SHORT TASK –
Every entry needs to be printed exactly, please.
===
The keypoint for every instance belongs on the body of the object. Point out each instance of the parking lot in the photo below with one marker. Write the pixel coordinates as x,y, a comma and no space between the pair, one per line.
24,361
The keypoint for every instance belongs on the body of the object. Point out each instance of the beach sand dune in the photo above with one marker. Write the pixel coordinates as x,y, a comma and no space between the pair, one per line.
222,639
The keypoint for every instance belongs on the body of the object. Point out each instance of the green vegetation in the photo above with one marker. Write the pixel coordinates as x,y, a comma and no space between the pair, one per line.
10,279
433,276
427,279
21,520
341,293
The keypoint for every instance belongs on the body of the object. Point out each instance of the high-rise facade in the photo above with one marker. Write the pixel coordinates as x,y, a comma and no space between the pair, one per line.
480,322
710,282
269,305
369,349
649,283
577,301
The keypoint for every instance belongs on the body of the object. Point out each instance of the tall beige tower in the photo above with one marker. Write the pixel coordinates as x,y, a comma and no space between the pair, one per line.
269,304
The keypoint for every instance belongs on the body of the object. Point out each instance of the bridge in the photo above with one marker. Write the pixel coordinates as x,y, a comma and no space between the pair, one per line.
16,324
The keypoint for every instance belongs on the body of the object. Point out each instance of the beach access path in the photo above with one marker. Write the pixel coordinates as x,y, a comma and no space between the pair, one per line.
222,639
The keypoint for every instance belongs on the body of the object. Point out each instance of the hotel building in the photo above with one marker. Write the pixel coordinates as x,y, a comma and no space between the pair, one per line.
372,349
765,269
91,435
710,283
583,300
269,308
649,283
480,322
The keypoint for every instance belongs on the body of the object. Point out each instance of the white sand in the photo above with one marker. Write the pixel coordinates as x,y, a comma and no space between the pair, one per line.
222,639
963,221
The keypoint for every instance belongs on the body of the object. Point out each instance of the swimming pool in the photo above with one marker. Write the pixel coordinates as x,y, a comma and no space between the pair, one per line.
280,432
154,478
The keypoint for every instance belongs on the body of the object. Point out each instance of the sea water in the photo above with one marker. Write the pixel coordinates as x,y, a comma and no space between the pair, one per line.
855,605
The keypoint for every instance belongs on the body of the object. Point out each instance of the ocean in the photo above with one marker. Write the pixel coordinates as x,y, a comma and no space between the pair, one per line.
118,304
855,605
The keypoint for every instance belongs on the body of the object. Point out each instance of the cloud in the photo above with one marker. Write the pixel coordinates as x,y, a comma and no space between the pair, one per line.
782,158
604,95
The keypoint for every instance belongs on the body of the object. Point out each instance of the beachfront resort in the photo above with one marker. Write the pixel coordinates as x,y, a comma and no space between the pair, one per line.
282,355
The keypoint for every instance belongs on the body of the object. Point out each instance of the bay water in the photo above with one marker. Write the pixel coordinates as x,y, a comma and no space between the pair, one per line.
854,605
===
RESPONSE TO THE TASK –
The keypoint for every instance belongs on the body of the object. Point out each instance of the parking lot in the photo below with one marker. Write the pixel coordinates as x,y, a comma and no space between the pair, one per line.
24,361
The keypoint for every instance belongs on the body of the object. Point out each instance of the beach sand dune in the photo above with one marker. Write the pixel coordinates as x,y, a comma and no space between the pair, one per line.
222,639
The keypoint for every instance belongs on the body of the object. Point out each instance of the green vegetation in the photo above with one marker. Write the pixel coordinates as x,y, a comma and no space between the pair, one per line.
10,279
433,276
427,279
21,520
341,293
The keypoint for every instance belongs on the body of the object. Point out each instance of the high-rise facade in the photo above with one marker. Write the pixel coordinates as x,y, a comma and no space between the pair, one per line.
480,322
710,282
269,305
369,349
649,283
577,301
The keypoint for every instance belongs on the body of the object. Point out each instance of the tall beige tower in the photo above with one marker. Write the pixel coordinates as x,y, a comma and no space between the pair, one per line.
269,304
The keypoint for every instance belongs on the body of the object. Point out each instance of the bridge in the photo above with one marker. Write the pixel coordinates as x,y, a comma and no space between the pair, one per line.
16,324
The keypoint for every instance belongs on the body of the object. Point out each instance of the beach access path in the photo above with one marker. Write the pixel coordinates as x,y, a comma and no space between the pair, one per line.
222,639
The keypoint for every instance belongs on the body of the object. Point out each instance of the hotel building in the photo above with one marker. Write the pixel coordinates as x,y, a comma and no space between the pair, one per line.
372,349
765,269
91,435
710,283
583,300
269,308
649,283
480,322
The keypoint for every instance belongs on the body of the object. Point out each instance of the white sand in the photo above with one marker. Write the pixel coordinates as x,y, a comma and no space between the pair, one per line.
222,639
963,221
The keypoint for every instance belongs on the body of the object. Point out each instance of the swimming pool in the photo above with one marker. Write the pixel coordinates as x,y, a comma and no space between the pair, one per line.
280,432
154,478
The keypoint for every instance belongs on the body of the object. Point out each instance of the sea water in the photo above with one marker. Write the pixel coordinates as x,y, a comma and no space between the pair, one per line.
855,605
The keypoint for every instance belongs on the body of the object. Point out each instance of the ocean in the photo above with one marker. Write the pixel coordinates as x,y, a comma and no space between the pair, one per line.
118,304
855,605
The keypoint for every instance belongs on the body of the object. Point out each instance of the cloud in the photo above with one marker. Write the pixel coordinates as x,y, a comma and no space between the pair, one per line.
782,158
604,95
The keypoint for every instance belongs on the body of the object. Point out each instance of the beachfront resort in the photo above with one marker. Write the pixel coordinates as x,y, a comma and no space between the pair, one per line.
282,355
The keypoint for every instance belongs on the body of the object. Point out each instance of the bay water in the photo above with one marker. Write the pixel coordinates as x,y, a comma and no space between the pair, one per line.
854,605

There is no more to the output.